# Fragmento del texto
☆ ☆ ☆ ☆ ☆
Por supuesto que, en el vasto bagaje intelectual que exploraba, Baron Biza estaba al tanto de las discusiones estéticas y teóricas en torno al género autobiográfico. Durante la conferencia La autobiografía, dictada en mayo de 2001, apenas unos meses antes de su muerte,expuso los obstáculos que tuvo que enfrentar para que su novela no cayera en la lucha contra «el chisme y la autocomplacencia». La metáfora que elige para dar forma a la autobiografía es la del poeta inglés William Wordsworth: una lápida en la que se encuentran nuestro nombre, fecha de nacimiento y de muerte, junto a declaraciones de amor.

Un aspecto abierto –esa parte de la lápida que tiene la escritura, que da la cara al sol, que representa los aspectos luminosos de nuestra vida– [que] comunica con una parte enterrada que representa –o que es– la muerte. Esa pieza oculta también es todo aquello que no tiene forma, que permanece en nosotros de manera informe, y que por lo tanto no se puede expresar tan sencillamente, como ejemplo el sueño o el subconsciente.
☆ ☆ ☆ ☆ ☆
# Extractos de datos

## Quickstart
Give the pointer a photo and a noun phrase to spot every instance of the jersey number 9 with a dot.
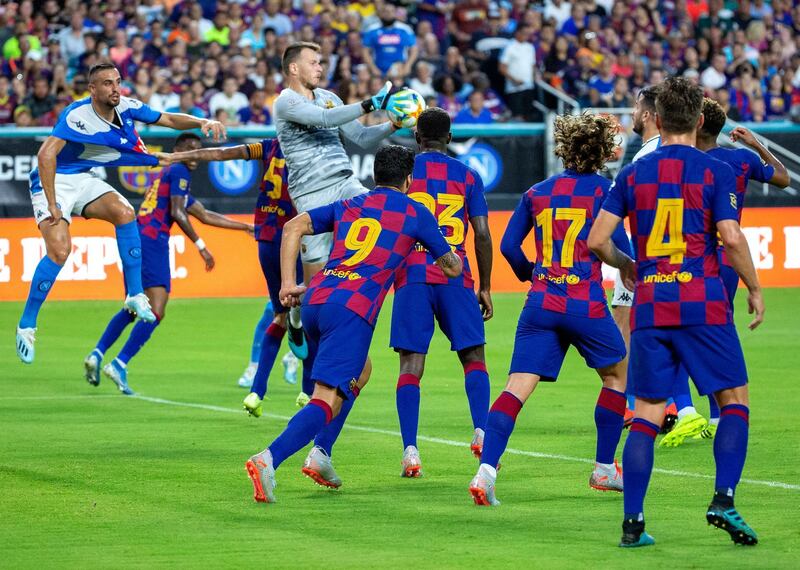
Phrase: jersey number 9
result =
(577, 219)
(362, 246)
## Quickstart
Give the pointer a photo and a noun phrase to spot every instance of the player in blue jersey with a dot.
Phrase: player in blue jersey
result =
(96, 131)
(453, 192)
(168, 200)
(677, 199)
(273, 209)
(746, 165)
(566, 304)
(373, 234)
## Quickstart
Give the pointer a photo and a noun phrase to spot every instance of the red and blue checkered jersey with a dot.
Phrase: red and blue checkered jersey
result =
(273, 206)
(674, 198)
(453, 193)
(373, 234)
(746, 165)
(154, 215)
(566, 277)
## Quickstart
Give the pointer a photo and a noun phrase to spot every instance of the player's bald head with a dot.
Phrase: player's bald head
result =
(98, 69)
(714, 118)
(433, 125)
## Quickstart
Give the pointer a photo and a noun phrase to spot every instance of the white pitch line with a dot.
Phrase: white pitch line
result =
(453, 443)
(450, 442)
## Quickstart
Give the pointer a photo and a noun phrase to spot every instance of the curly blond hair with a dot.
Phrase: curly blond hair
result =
(585, 142)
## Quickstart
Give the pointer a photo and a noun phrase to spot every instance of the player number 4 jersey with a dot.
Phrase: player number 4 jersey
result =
(452, 192)
(567, 276)
(674, 198)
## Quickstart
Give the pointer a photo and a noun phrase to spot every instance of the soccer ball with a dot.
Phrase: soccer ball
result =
(405, 108)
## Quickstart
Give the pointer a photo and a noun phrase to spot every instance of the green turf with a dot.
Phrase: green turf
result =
(92, 479)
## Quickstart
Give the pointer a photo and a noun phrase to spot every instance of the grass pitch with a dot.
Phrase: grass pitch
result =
(90, 478)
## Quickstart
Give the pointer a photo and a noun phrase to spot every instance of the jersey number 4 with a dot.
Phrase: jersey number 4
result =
(452, 203)
(666, 237)
(361, 242)
(150, 199)
(577, 219)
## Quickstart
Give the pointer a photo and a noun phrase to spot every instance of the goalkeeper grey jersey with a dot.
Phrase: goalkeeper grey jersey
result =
(308, 132)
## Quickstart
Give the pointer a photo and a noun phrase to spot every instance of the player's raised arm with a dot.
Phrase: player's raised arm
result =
(212, 218)
(47, 174)
(183, 122)
(450, 264)
(780, 178)
(484, 256)
(518, 228)
(293, 232)
(429, 235)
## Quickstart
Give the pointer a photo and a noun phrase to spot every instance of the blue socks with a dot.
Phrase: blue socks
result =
(637, 461)
(408, 408)
(130, 253)
(269, 351)
(43, 279)
(139, 335)
(609, 416)
(730, 446)
(114, 329)
(303, 426)
(713, 408)
(476, 383)
(502, 418)
(261, 329)
(330, 433)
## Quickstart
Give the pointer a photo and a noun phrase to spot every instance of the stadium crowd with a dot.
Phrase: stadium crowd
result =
(476, 59)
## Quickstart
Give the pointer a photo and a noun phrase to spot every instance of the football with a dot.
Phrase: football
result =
(405, 108)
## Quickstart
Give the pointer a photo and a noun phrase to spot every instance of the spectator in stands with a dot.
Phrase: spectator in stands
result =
(468, 17)
(621, 96)
(603, 81)
(777, 101)
(474, 112)
(40, 101)
(257, 112)
(50, 118)
(7, 101)
(422, 82)
(23, 117)
(280, 23)
(714, 76)
(164, 97)
(229, 99)
(447, 87)
(517, 65)
(219, 32)
(392, 42)
(186, 105)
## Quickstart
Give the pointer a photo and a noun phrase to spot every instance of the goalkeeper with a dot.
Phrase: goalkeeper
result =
(310, 124)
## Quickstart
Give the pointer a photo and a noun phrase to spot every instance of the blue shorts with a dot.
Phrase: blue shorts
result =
(342, 339)
(711, 354)
(269, 255)
(155, 263)
(456, 310)
(543, 338)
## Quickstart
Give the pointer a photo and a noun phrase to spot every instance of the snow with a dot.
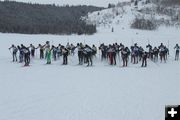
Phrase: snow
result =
(75, 92)
(101, 92)
(101, 3)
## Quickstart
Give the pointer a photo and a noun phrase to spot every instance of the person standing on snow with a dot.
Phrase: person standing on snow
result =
(144, 59)
(21, 54)
(14, 54)
(124, 55)
(27, 54)
(177, 48)
(48, 55)
(88, 54)
(32, 50)
(65, 53)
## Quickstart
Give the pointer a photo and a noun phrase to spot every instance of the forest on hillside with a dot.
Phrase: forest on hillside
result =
(28, 18)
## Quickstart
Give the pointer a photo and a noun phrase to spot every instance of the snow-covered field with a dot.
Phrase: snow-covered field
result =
(101, 3)
(101, 92)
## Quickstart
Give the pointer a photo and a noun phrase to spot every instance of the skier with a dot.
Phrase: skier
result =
(134, 53)
(32, 50)
(177, 48)
(21, 54)
(59, 52)
(26, 53)
(88, 54)
(80, 53)
(14, 54)
(162, 52)
(41, 50)
(48, 55)
(65, 53)
(103, 49)
(72, 49)
(111, 52)
(54, 51)
(94, 52)
(144, 59)
(155, 52)
(46, 47)
(124, 55)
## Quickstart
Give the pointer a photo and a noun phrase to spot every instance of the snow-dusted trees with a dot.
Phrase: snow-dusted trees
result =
(144, 24)
(44, 19)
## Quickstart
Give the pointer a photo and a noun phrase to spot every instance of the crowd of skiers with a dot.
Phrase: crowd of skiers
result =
(110, 53)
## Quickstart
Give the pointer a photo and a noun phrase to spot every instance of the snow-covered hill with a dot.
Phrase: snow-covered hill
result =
(101, 3)
(101, 92)
(124, 14)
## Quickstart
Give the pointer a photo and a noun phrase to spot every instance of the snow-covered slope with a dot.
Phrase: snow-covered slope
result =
(101, 92)
(75, 92)
(124, 14)
(101, 3)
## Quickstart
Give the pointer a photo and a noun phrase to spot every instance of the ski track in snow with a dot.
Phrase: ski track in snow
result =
(76, 92)
(100, 92)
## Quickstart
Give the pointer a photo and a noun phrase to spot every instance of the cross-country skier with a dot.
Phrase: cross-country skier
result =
(46, 47)
(48, 54)
(41, 50)
(72, 49)
(80, 48)
(155, 52)
(134, 53)
(26, 53)
(177, 48)
(21, 54)
(88, 54)
(111, 55)
(144, 59)
(54, 51)
(14, 52)
(94, 48)
(124, 55)
(65, 53)
(162, 52)
(32, 50)
(59, 52)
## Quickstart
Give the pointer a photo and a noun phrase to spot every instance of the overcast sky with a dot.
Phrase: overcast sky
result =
(103, 3)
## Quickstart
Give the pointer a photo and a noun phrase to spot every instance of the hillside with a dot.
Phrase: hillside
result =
(144, 15)
(44, 19)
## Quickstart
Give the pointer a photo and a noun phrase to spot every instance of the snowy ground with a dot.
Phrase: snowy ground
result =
(101, 3)
(101, 92)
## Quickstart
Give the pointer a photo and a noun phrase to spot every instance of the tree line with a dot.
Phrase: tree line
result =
(28, 18)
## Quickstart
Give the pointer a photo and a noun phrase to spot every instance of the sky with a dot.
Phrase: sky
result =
(101, 3)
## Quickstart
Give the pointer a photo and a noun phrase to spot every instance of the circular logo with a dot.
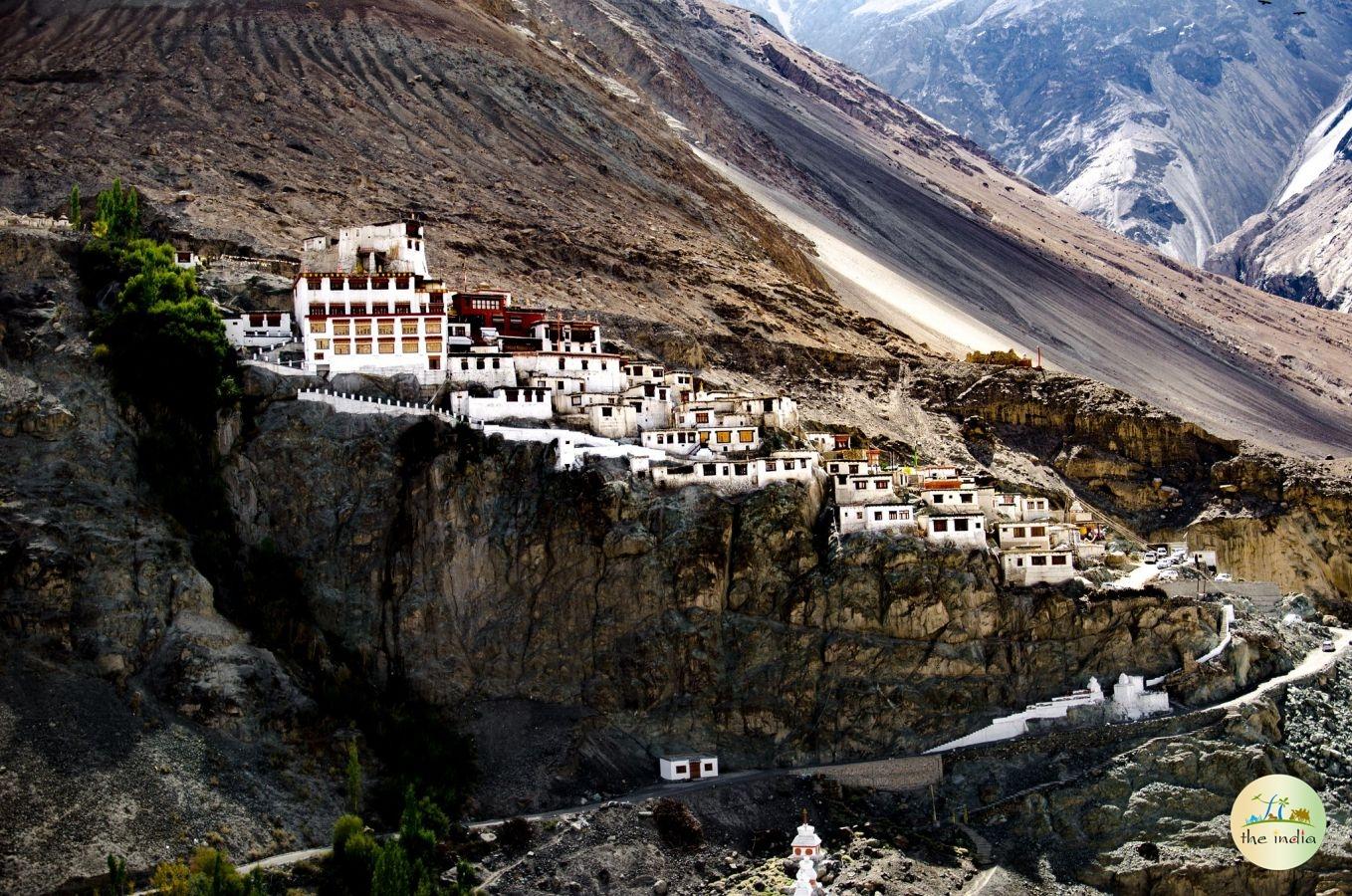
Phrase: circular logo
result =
(1277, 822)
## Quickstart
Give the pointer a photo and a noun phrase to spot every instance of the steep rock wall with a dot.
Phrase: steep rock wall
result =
(472, 570)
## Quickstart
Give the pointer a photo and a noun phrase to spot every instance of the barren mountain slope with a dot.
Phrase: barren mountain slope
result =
(282, 119)
(962, 233)
(1168, 120)
(1301, 248)
(548, 166)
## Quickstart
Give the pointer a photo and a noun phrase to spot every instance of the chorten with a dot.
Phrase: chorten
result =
(807, 843)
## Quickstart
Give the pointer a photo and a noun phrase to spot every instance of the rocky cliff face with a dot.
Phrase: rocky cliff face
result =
(687, 620)
(1268, 517)
(132, 715)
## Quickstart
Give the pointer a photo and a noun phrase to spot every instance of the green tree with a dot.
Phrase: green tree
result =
(353, 779)
(117, 881)
(117, 214)
(392, 874)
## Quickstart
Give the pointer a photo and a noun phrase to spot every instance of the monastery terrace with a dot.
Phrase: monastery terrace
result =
(365, 303)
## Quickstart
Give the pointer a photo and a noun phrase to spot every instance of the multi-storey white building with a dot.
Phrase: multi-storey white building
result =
(505, 404)
(959, 529)
(363, 302)
(257, 329)
(859, 518)
(864, 488)
(1037, 565)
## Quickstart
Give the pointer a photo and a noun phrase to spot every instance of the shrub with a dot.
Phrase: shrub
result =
(170, 879)
(117, 883)
(516, 832)
(678, 826)
(344, 828)
(1008, 358)
(392, 876)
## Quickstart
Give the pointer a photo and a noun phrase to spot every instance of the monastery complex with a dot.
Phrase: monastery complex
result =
(363, 302)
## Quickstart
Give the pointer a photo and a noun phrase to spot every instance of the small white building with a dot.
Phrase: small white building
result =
(597, 370)
(960, 529)
(807, 843)
(841, 468)
(257, 329)
(1016, 536)
(724, 439)
(505, 404)
(860, 518)
(641, 371)
(806, 883)
(1130, 699)
(675, 442)
(687, 768)
(781, 467)
(1037, 565)
(949, 495)
(864, 488)
(773, 411)
(490, 369)
(612, 420)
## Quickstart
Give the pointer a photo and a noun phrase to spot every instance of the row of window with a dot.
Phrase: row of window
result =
(382, 346)
(958, 525)
(382, 328)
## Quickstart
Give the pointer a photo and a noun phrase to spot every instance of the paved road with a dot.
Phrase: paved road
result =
(1316, 661)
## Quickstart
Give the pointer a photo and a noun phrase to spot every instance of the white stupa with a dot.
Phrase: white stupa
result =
(807, 843)
(806, 881)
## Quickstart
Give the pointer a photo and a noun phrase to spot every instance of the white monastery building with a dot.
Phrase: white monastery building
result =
(687, 768)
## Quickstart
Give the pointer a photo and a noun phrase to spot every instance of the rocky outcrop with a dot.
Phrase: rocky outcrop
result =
(469, 569)
(131, 714)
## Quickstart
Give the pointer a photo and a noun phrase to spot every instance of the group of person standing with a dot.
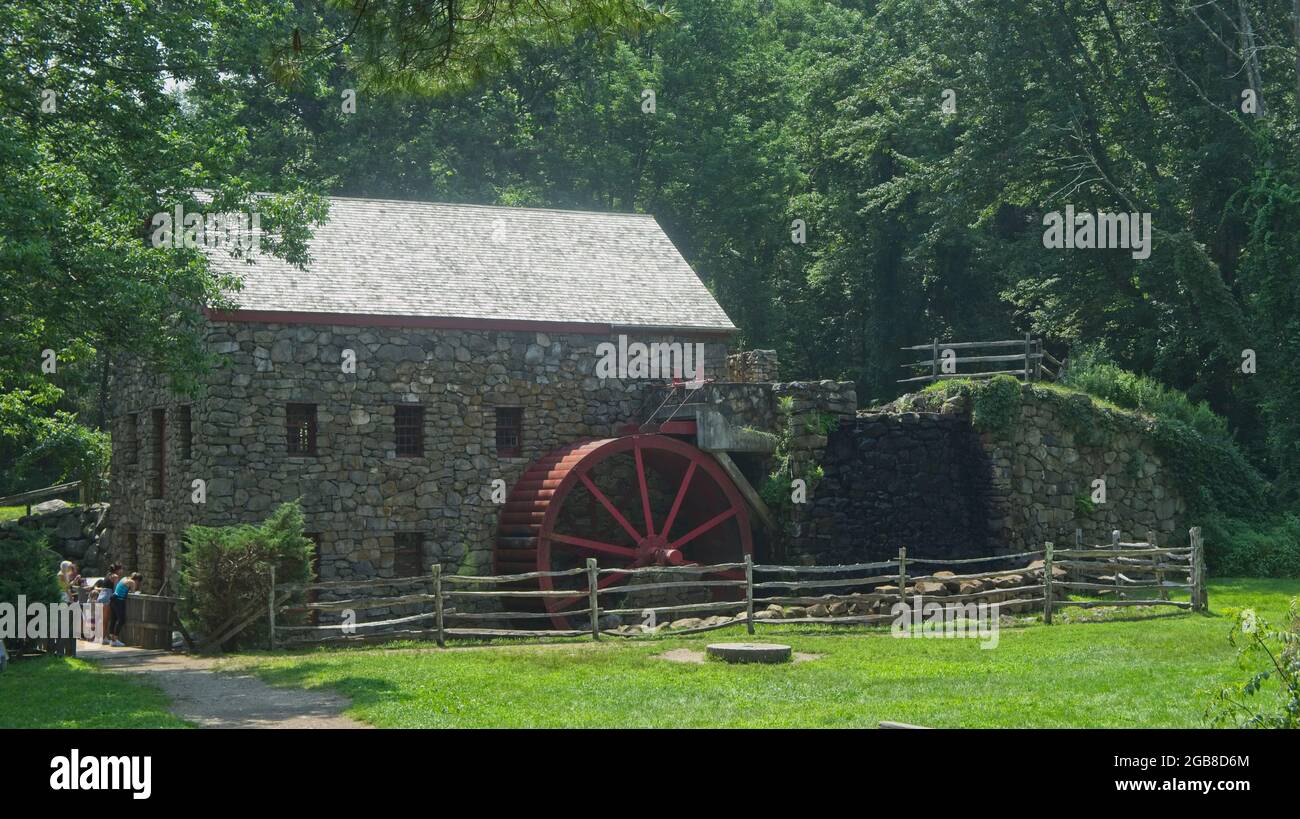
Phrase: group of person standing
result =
(108, 594)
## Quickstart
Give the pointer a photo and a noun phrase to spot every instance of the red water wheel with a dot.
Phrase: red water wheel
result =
(631, 502)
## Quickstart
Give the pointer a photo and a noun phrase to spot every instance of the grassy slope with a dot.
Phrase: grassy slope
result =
(1153, 672)
(68, 693)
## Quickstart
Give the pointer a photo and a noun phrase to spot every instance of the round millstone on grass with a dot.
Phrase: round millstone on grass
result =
(750, 651)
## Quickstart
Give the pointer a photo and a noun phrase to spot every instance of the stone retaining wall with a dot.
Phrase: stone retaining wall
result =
(931, 482)
(73, 532)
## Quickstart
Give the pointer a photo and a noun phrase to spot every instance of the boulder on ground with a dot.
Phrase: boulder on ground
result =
(931, 588)
(945, 577)
(46, 507)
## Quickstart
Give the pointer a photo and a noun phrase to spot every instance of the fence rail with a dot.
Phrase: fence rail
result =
(861, 593)
(1035, 363)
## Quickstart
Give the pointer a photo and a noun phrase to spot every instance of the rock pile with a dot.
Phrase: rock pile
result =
(73, 532)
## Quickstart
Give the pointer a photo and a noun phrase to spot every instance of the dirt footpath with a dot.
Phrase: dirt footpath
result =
(213, 700)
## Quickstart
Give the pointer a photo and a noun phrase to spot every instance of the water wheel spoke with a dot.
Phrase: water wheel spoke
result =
(610, 508)
(705, 527)
(645, 489)
(601, 546)
(676, 502)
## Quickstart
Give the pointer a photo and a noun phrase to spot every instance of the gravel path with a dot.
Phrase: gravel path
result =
(215, 700)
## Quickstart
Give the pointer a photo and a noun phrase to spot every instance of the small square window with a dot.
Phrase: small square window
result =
(131, 440)
(300, 428)
(159, 451)
(159, 579)
(407, 554)
(185, 423)
(408, 427)
(510, 432)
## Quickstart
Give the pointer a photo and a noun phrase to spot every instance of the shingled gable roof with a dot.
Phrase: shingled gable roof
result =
(415, 263)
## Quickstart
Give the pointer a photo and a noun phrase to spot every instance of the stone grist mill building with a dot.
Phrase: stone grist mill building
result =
(440, 386)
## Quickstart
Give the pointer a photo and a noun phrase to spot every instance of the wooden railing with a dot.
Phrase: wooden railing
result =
(861, 593)
(1030, 362)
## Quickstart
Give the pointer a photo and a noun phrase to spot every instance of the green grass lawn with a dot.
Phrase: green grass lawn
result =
(1135, 672)
(55, 692)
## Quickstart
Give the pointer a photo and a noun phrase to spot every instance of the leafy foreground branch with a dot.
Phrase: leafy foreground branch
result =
(1277, 653)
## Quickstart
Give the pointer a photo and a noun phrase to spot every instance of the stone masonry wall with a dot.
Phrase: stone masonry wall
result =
(931, 482)
(356, 493)
(915, 480)
(1045, 463)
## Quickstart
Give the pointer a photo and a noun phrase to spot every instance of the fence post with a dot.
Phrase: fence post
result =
(1047, 583)
(437, 603)
(749, 593)
(1160, 564)
(271, 609)
(1199, 601)
(902, 573)
(1114, 546)
(593, 597)
(1028, 351)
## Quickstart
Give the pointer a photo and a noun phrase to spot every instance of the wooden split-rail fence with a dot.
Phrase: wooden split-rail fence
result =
(464, 606)
(1028, 362)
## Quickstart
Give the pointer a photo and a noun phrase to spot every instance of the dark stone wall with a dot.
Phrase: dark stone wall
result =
(915, 480)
☆ ☆ ☆ ☆ ☆
# Instrucciones
A - Transcribe del fragmento sobre Baron Biza la parte que comienza con las palabras que contienen "Por supuesto que, en" y concluye con "declaraciones de amor.".
B - Según el fragmento sobre Baron Biza, ¿de qué poeta es la metáfora que se elige para dar forma a la autobiografía?

# Soluciones
A -
Por supuesto que, en el vasto bagaje intelectual que exploraba, Baron Biza estaba al tanto de las discusiones estéticas y teóricas en torno al género autobiográfico. Durante la conferencia La autobiografía, dictada en mayo de 2001, apenas unos meses antes de su muerte,expuso los obstáculos que tuvo que enfrentar para que su novela no cayera en la lucha contra «el chisme y la autocomplacencia». La metáfora que elige para dar forma a la autobiografía es la del poeta inglés William Wordsworth: una lápida en la que se encuentran nuestro nombre, fecha de nacimiento y de muerte, junto a declaraciones de amor.

B - Del poeta inglés William Wordsworth.